*Referring expression data*.
+ + + + + + +

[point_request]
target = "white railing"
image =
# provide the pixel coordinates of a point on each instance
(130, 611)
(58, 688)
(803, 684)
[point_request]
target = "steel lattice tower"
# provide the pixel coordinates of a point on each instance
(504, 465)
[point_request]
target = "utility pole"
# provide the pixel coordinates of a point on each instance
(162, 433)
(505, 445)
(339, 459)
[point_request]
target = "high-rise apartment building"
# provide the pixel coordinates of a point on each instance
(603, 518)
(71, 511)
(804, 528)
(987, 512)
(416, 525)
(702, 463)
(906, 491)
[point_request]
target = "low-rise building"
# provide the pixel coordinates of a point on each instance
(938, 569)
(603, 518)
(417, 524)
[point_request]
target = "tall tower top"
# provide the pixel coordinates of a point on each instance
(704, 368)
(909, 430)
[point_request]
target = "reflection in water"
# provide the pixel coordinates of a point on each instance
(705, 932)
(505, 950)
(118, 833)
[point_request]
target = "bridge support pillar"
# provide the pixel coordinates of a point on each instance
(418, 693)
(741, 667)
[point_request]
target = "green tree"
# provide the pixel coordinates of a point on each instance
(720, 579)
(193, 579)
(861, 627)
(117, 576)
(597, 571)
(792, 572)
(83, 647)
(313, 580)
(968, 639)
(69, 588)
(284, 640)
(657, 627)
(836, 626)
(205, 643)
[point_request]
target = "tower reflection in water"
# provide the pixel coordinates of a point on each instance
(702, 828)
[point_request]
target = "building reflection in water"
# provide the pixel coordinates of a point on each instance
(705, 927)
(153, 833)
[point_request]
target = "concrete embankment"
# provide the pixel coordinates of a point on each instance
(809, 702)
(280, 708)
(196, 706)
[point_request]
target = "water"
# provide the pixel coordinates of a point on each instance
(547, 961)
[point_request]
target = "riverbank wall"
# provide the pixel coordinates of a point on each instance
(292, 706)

+ + + + + + +

*Activity*. Where a line above contains the word "water", copy that line.

*Written solution*.
target = "reflection in water"
target = "tower reflection in water"
target = "building reflection in water"
target = "water"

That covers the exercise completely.